**PARTS OF THE EXERCISE:**
A – Answer these questions using the passage about Greenwald:
(i) Which organization awarded Greenwald a journalism fellowship in the Spring of 1983?
(ii) From what city was his first GNN dispatch posted?
(iii) In what year did he co-found Ethical Traveler?
B – Repeat everything in the passage about Greenwald from "As he circled" down to "World Wide Web.".
C – Rewrite the paragraph of the passage about Greenwald that begins "Using his many travel adventures" as a short bulleted list, keeping its main facts.

**PASSAGE TO READ:**
=== Begin Enclosure ===

On Greenwald's first trip to Asia in 1979, he designed urban playgrounds for UNICEF and the Nepal Children's Organization. Arriving several months later in Thailand during the Khmer civil war, he served as a volunteer water engineer at Khao-I-Dang—-the largest of the Cambodian refugee camps. These early travel experiences shaped his career and philosophy about travel. In the Spring of 1983, Greenwald was awarded a journalism fellowship by the Rotary International Foundation, and departed for a second trip to Asia. Over the course of 16 months he lived in Kathmandu, Nepal, and made excursions to the Himalaya, India, Sri Lanka, Hong Kong, Japan, Java, and Bali. His articles about those trips appeared in the magazines GEO and Islands. It was around this time that he began writing Mr. Raja’s Neighborhood: Letters from Nepal. Four years later, his travels in Nepal and Tibet would inspire Shopping for Buddhas, first published by Harper and Row in 1990. A later edition, published in the Lonely Planet "Journeys" series, won the
Lowell Thomas Gold Award for Best Travel Book of 1996. A 25th Anniversary edition, which includes Nepal's political upheavals since 1995, was added.

As he circled the globe writing The Size of the World in 1993-1994, Greenwald posted a series of real-time dispatches to GNN, the Global Network Navigator, describing his journey. The first was posted on January 6, 1994, from Oaxaca, Mexico. Nineteen more followed. Consequently, Greenwald is hailed as an internet pioneer for creating the first international travel "blog" (five years. before the term was coined) on the World Wide Web.
In 2003, Greenwald co-founded the organization Ethical Traveler, of which he serves as the Executive Director. A project of the Earth Island Institute, Ethical Traveler is a global community dedicated to exploring the ambassadorial potential of world travel, as outlined in Greenwald's "Thirteen Tips for the Accidental Ambassador."

Using his many travel adventures as material, Greenwald developed a one-man show in 2003 called "Strange Travel Suggestions." The show, which premiered at The Marsh in San Francisco to critical acclaim, is an improvised monologue. Each performance's stories and arc is determined by an audience volunteer's spin of an on-stage "wheel of fortune". A more recent show, "108 Beloved Objects," based on Greenwald's 2021 book of the same name, premiered in San Leandro in September 2022 as part of Brian Copeland's "Best of SF Solo" performance series.

=== End Enclosure ===

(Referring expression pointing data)
=== Begin Enclosure ===

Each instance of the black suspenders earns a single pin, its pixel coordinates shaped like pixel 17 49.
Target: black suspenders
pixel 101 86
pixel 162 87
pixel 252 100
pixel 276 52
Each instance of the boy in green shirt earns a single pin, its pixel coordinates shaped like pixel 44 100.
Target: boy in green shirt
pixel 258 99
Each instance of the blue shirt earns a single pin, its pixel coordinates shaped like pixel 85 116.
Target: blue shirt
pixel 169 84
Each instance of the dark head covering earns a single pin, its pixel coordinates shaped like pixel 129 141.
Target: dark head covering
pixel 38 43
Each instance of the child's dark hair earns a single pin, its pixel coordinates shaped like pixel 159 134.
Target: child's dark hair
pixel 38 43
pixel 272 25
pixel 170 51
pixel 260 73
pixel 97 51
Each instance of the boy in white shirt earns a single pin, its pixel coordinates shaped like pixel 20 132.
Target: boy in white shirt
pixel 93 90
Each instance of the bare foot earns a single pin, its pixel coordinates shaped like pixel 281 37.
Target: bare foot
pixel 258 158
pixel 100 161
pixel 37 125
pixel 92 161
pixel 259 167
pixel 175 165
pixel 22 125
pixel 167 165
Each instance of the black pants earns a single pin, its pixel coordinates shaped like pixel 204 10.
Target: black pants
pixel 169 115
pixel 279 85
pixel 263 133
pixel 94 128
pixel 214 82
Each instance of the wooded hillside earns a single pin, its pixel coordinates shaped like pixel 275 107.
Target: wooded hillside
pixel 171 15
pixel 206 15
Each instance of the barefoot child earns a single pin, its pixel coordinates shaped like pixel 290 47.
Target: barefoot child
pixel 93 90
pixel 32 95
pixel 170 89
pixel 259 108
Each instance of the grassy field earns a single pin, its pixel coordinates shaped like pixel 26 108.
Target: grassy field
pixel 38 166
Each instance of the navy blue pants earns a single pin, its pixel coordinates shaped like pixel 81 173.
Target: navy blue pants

=== End Enclosure ===

**ANSWERS:**
A –
(i) The Rotary International Foundation
(ii) Oaxaca, Mexico
(iii) 2003

B –
As he circled the globe writing The Size of the World in 1993-1994, Greenwald posted a series of real-time dispatches to GNN, the Global Network Navigator, describing his journey. The first was posted on January 6, 1994, from Oaxaca, Mexico. Nineteen more followed. Consequently, Greenwald is hailed as an internet pioneer for creating the first international travel "blog" (five years. before the term was coined) on the World Wide Web.

C –
- In 2003, Greenwald drew on his travel adventures to develop a one-man show called "Strange Travel Suggestions."
- The show premiered at The Marsh in San Francisco to critical acclaim.
- It is an improvised monologue. An audience volunteer spins an on-stage "wheel of fortune," and the spin determines each performance's stories and arc.
- A more recent show, "108 Beloved Objects," is based on his 2021 book of the same name. It premiered in San Leandro in September 2022 as part of Brian Copeland's "Best of SF Solo" performance series.